◆ TEXTE FOURNI

Motif d’opposition fondé sur l’alinéa 12(1)d)
[21] La date pertinente pour évaluer la probabilité de confusion entre la Marque et les Marques de l’Opposante suivant l’alinéa 12(1)d) de la Loi est la date de ma décision [voir Park Avenue Furniture Corporation c. Wickes/Simmons Bedding Ltd. et Registraire des marques de commerce (1991), 37 C.P.R. (3d) 413 (C.A.F.)] [Park Avenue].
[22] J’ai exercé le pouvoir discrétionnaire du registraire pour confirmer que les enregistrements visant les Marques de l’Opposante sont en règle en date d’aujourd’hui. Puisque l’Opposante s’est acquittée de son fardeau initial relativement à ce motif d’opposition, il incombe à la Requérante de convaincre le registraire, selon la prépondérance des probabilités, qu’il n’y a aucune probabilité raisonnable de confusion entre la Marque et les Marques de l’Opposante.
[23] Le test en matière de confusion est celui de la première impression et du souvenir imparfait. Le paragraphe 6(2) de la Loi prévoit que l'emploi d'une marque de commerce crée de la confusion avec une autre marque de commerce lorsque l'emploi des deux marques de commerce dans la même région serait susceptible de faire conclure que les marchandises liées à ces marques sont fabriquées, vendues, données à bail ou louées, ou que les services liés à ces marques sont loués ou exécutés, par la même personne, que ces marchandises ou ces services soient ou non de la même catégorie générale.
[24] Lorsqu’il applique le test en matière de confusion, le registraire doit tenir compte de toutes les circonstances de l’espèce, y compris celles expressément énumérées au paragraphe 6(5) de la Loi : a) le caractère distinctif inhérent des marques de commerce, et la mesure dans laquelle elles sont devenues connues; b) la période pendant laquelle les marques de commerce ont été en usage; c) le genre de marchandises, services ou entreprises; d) la nature du commerce; e) le degré de ressemblance entre les marques de commerce dans la présentation ou le son, ou dans les idées qu’elles suggèrent.

◆ DONNÉES EXTRAITES
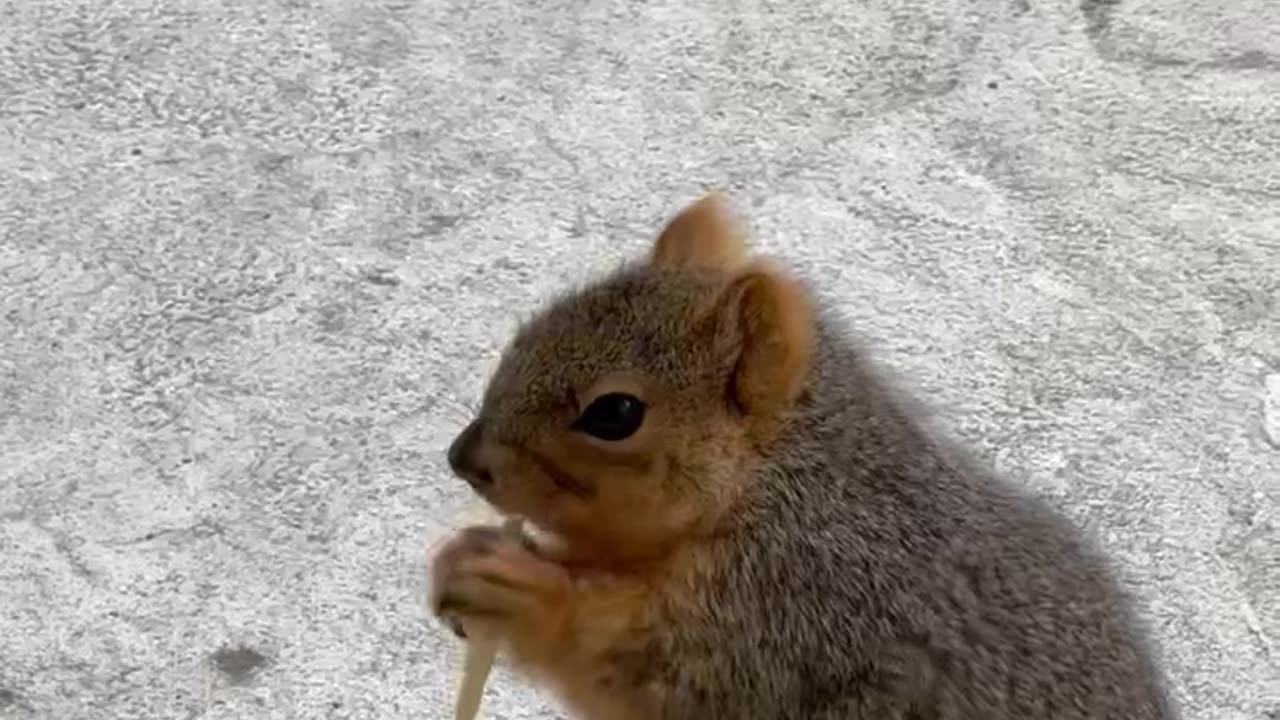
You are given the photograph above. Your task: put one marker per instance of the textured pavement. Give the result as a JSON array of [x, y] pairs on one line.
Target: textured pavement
[[256, 260]]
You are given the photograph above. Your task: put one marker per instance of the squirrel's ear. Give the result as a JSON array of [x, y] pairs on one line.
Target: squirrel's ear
[[704, 236], [766, 326]]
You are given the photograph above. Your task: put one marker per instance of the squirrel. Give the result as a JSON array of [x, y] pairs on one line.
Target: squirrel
[[740, 519]]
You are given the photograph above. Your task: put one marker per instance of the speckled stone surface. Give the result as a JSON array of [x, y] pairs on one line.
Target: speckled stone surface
[[256, 260]]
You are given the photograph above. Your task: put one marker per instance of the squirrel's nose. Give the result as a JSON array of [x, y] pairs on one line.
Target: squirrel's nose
[[465, 456]]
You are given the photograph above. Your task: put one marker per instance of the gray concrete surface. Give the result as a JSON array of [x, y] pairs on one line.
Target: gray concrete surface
[[257, 258]]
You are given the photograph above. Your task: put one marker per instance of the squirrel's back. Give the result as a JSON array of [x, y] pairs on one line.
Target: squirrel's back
[[880, 572]]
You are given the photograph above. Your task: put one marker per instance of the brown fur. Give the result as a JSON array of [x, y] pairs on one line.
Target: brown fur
[[778, 540]]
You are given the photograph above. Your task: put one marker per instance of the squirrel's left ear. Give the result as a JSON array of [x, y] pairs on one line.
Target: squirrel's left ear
[[704, 236], [766, 331]]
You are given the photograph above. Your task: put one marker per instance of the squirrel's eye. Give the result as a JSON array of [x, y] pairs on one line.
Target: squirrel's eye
[[611, 417]]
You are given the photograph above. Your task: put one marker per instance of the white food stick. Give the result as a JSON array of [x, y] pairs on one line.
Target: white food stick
[[481, 651]]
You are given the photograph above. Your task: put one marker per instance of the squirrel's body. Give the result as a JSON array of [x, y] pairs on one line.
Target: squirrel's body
[[804, 552]]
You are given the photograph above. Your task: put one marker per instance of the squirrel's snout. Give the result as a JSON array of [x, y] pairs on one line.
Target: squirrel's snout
[[465, 456]]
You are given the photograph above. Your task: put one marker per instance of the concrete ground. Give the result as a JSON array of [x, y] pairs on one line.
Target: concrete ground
[[257, 258]]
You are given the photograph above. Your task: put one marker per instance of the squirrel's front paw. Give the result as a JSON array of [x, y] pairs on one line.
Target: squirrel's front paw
[[483, 577]]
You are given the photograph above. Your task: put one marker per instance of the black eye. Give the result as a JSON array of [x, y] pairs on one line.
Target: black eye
[[611, 417]]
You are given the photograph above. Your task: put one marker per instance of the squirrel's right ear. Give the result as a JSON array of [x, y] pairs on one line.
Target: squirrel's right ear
[[704, 236]]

◆ CONSIGNE 1
Recopiez le passage de l'extrait sur l'opposition en matière de marques compris entre « [22] J’ai exercé » et « Marques de l’Opposante. », ces deux bornes incluses.
◆ CONSIGNE 2
Dans l'extrait sur l'opposition en matière de marques, traduisez en anglais la phrase suivante : « Le test en matière de confusion est celui de la première impression et du souvenir imparfait. »
◆ CONSIGNE 3
Rédigez la suite de l'extrait sur l'opposition en matière de marques, en enchaînant après sa dernière phrase.

◆ RÉPONSE ATTENDUE 1
[22] J’ai exercé le pouvoir discrétionnaire du registraire pour confirmer que les enregistrements visant les Marques de l’Opposante sont en règle en date d’aujourd’hui. Puisque l’Opposante s’est acquittée de son fardeau initial relativement à ce motif d’opposition, il incombe à la Requérante de convaincre le registraire, selon la prépondérance des probabilités, qu’il n’y a aucune probabilité raisonnable de confusion entre la Marque et les Marques de l’Opposante.

◆ RÉPONSE ATTENDUE 2
The test for confusion is one of first impression and imperfect recollection.

◆ RÉPONSE ATTENDUE 3
[25] L’appréciation des facteurs varie en fonction des faits propres à chaque affaire; le poids qu’il convient d’accorder à ces facteurs n’est pas forcément le même; la liste des facteurs énoncés n’est pas exhaustive quant aux questions qui pourraient entrer en ligne de compte. [Voir, en général, Mattel, Inc. c. 3894207 Canada Inc. (2006), 49 C.P.R. (4th) 321 (C.S.C.); United Artists Corp. c. Pink Panther Beauty Corp. (1998), 80 C.P.R. (3d) 247 (C.A.F.), aux p. 263-264; Veuve Cliquot Ponsardin c. Boutiques Cliquot Ltée. (2006), 49 C.P.R. (4th) 401 (C.S.C.), au par. 27.]
Alinéa 6(5)a) – le caractère distinctif inhérent des marques de commerce, et la mesure dans laquelle elles sont devenues connues
[26] Les deux marques en cause ont en commun le mot « ASHLEY ». Dans les Marques de l’Opposante, le mot ASHLEY est manifestement un patronyme; dans la Marque de la Requérante, il pourrait être considéré comme un prénom ou un patronyme. L’Opposante voudrait que je conclue que ASHLEY est un patronyme rare et donc distinctif; cependant, en l’absence de preuve à cet égard, je ne suis pas en mesure de déterminer s’il s’agit d’un patronyme répandu ou rare. J’estime cependant que, comme il s’agit d’un nom, plutôt que d’un mot inventé, l’élément nominal des marques en cause ne présente pas un caractère distinctif inhérent très prononcé. Par ailleurs, la Marque comporte un élément très suggestif, voire descriptif, à savoir FURNITURE HOMESTORE. À mon avis, aucune des marques ne présente un caractère distinctif inhérent très marqué.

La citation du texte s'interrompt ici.